By the time I was twelve weeks into teaching in New Orleans I had lost almost forty pounds, felt like a massively inept individual, and for the first time in my life, considered quitting a job before having another. Some nights, I’d replace dinner with a bottle of red after a fifteen hour day and each and every morning will myself to go to work.
At breakfast, Taylor might turn, twirl-like, hand on her hip, lips pursed and ask, “Ms. Arndt, did you brush your hair today?” Me, smoothing my hair down, would respond, “What’s wrong with it?” To which, Kiana would offer, “Here, girrrrllll you need this,” digging thru her book sack to find a comb. I’d take it as my eyes scanned the tables for possible debauchery and begin to comb what wasn’t even there.
Months earlier, I had a generous salary back in Chicago, lifelong friends, family, and was uneasily comfortable–if that makes any sense. Geographically challenged, I’d get less lost in stretches of street from the northside, across Jackson and Pulaski into the heart of westside to due south of the city. Cultivating professional networks of teachers, leaders, colleagues who I respected and truly loved had taken years. Learning how to teach well had humbled me. While I was never the best teacher, I wasn’t this degree of bad either.

(Lines from a data source)

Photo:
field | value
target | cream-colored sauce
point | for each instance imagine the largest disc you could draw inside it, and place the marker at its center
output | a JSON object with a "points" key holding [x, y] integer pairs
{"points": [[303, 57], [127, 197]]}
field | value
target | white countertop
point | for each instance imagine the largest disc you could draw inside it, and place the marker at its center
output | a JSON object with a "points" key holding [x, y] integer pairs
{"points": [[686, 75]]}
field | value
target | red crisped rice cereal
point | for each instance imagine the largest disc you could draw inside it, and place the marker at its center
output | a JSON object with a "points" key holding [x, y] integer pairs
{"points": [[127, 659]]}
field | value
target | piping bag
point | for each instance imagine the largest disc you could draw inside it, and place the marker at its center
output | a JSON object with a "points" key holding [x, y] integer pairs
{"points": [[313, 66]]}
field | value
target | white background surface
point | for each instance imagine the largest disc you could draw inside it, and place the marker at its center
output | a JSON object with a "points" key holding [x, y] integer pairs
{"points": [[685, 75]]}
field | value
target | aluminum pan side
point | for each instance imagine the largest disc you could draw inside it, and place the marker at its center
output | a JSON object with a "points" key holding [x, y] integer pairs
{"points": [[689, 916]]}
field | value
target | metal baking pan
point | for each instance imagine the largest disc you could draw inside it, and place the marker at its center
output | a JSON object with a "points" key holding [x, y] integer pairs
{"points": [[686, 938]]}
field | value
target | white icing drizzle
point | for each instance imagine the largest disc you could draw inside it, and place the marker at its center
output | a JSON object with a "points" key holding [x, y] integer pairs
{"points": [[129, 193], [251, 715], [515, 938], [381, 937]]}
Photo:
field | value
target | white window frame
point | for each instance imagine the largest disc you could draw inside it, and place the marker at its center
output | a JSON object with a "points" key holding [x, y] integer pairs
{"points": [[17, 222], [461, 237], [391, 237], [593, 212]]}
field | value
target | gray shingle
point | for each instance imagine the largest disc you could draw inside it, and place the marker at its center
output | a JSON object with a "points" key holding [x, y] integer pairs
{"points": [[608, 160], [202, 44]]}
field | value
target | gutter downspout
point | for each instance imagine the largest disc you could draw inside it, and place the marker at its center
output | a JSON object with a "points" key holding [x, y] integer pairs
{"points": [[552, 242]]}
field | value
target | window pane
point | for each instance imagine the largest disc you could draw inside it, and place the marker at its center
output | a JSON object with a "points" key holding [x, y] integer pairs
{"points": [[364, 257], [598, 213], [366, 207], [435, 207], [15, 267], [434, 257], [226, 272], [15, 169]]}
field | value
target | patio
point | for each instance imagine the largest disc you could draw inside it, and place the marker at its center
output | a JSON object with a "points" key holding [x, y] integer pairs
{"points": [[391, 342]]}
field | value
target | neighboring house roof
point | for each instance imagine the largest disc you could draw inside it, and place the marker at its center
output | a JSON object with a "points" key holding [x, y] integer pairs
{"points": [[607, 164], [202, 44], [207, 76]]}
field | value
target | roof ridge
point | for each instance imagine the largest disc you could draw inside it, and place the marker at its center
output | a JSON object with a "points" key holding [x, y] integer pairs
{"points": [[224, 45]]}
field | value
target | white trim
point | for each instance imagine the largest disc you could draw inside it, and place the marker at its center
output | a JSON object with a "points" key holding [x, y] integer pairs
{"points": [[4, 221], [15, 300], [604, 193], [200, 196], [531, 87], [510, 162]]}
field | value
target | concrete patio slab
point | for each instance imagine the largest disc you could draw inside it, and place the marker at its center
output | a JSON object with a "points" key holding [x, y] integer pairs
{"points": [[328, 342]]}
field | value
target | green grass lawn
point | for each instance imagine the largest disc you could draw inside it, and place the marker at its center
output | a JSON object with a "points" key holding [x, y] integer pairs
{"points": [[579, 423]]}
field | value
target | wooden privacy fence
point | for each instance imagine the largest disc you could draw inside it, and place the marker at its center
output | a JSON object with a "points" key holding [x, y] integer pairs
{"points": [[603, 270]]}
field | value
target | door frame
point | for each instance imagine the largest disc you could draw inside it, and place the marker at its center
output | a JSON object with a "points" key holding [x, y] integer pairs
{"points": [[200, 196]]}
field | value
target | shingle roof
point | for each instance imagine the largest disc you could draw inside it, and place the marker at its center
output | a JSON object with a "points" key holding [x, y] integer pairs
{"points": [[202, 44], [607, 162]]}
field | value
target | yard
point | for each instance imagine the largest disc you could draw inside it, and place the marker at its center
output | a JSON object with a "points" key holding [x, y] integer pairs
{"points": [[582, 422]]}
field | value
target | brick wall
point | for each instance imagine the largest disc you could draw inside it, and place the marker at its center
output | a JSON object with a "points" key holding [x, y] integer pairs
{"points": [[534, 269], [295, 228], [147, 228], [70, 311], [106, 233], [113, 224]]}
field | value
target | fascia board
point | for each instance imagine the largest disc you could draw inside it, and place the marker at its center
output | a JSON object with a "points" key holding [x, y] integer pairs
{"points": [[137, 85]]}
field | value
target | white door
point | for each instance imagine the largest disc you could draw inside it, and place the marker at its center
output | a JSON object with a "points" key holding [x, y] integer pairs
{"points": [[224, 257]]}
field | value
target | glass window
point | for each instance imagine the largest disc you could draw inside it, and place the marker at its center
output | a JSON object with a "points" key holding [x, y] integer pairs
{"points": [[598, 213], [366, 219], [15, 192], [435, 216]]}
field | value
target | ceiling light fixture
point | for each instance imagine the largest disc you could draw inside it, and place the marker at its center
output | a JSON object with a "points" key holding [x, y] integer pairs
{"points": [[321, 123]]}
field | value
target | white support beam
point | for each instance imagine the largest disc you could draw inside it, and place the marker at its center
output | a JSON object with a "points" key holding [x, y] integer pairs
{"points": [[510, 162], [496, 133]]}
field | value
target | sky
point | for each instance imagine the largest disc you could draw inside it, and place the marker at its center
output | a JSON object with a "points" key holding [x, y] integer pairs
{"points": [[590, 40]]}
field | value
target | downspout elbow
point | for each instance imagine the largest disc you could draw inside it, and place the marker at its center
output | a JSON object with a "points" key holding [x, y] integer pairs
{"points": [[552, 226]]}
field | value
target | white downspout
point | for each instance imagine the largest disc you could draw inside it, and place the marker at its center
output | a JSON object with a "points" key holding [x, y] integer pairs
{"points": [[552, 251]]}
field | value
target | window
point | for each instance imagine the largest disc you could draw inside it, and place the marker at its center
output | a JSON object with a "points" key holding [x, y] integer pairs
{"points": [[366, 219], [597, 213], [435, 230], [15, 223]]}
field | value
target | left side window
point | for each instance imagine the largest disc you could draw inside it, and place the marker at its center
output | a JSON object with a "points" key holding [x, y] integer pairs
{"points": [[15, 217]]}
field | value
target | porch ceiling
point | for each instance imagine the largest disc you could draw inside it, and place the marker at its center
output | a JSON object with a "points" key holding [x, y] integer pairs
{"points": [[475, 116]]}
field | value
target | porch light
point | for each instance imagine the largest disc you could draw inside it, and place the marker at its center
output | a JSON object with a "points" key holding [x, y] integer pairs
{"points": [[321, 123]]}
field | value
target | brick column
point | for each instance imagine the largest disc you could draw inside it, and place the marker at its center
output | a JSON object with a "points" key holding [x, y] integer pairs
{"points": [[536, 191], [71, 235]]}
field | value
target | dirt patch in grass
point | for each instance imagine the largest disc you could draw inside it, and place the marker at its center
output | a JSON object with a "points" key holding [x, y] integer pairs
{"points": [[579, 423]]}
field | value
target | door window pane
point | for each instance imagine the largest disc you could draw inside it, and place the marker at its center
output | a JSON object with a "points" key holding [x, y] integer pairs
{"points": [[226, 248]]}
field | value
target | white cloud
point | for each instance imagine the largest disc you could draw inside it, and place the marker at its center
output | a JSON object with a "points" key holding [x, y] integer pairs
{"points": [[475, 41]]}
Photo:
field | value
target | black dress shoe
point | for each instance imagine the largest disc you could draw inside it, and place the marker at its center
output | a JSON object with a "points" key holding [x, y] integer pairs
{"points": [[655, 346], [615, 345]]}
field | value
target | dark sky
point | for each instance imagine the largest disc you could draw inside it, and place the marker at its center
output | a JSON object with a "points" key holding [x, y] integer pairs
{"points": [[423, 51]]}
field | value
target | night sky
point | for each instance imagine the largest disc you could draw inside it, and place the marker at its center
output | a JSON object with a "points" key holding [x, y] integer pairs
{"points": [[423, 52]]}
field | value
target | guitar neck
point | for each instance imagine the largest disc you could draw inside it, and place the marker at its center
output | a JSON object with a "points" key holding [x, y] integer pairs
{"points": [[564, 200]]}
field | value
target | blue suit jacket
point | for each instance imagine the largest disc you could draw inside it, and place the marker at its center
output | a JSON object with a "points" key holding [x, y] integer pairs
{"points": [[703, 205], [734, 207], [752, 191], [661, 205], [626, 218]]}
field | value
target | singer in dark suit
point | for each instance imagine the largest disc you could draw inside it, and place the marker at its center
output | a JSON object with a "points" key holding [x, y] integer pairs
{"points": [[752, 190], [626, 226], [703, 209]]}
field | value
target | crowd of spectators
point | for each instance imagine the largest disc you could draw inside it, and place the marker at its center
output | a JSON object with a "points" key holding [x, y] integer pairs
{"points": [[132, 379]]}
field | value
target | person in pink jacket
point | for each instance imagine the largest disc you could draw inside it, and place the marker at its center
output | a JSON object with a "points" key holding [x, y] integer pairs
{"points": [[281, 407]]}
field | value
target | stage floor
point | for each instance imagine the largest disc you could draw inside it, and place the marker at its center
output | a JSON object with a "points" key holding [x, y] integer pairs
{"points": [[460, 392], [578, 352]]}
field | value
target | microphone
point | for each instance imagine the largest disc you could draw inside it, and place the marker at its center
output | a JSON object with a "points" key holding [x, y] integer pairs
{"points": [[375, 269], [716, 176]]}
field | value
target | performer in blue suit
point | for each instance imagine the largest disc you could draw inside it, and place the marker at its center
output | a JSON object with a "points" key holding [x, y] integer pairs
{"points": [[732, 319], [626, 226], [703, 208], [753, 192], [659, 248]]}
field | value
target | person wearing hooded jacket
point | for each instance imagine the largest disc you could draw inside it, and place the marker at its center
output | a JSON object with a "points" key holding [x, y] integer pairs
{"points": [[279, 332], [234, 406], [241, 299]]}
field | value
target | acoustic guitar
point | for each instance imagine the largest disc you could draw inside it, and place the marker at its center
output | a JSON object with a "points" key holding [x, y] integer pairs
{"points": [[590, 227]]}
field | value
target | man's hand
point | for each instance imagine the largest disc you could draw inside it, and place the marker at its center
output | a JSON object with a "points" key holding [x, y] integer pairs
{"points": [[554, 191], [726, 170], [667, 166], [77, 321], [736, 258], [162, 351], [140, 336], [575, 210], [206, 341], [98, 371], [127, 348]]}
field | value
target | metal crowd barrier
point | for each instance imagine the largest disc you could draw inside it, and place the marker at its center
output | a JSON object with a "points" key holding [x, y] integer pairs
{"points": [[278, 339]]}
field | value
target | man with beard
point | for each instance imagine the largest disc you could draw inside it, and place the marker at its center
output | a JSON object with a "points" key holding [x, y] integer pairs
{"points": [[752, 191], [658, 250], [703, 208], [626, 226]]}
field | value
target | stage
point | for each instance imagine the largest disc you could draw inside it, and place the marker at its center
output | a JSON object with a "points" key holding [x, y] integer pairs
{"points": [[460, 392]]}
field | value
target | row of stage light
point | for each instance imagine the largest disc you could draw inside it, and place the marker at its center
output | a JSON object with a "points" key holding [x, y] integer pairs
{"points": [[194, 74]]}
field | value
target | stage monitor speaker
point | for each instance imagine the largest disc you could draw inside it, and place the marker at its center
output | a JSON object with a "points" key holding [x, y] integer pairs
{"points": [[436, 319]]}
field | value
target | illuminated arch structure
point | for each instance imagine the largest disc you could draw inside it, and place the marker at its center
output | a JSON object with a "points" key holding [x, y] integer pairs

== Problem to work on ==
Please translate this sentence from the passage about teaching in New Orleans into Spanish: "Learning how to teach well had humbled me." These lines have no connection to the passage about teaching in New Orleans.

== Answer section ==
Aprender a enseñar bien me había vuelto humilde.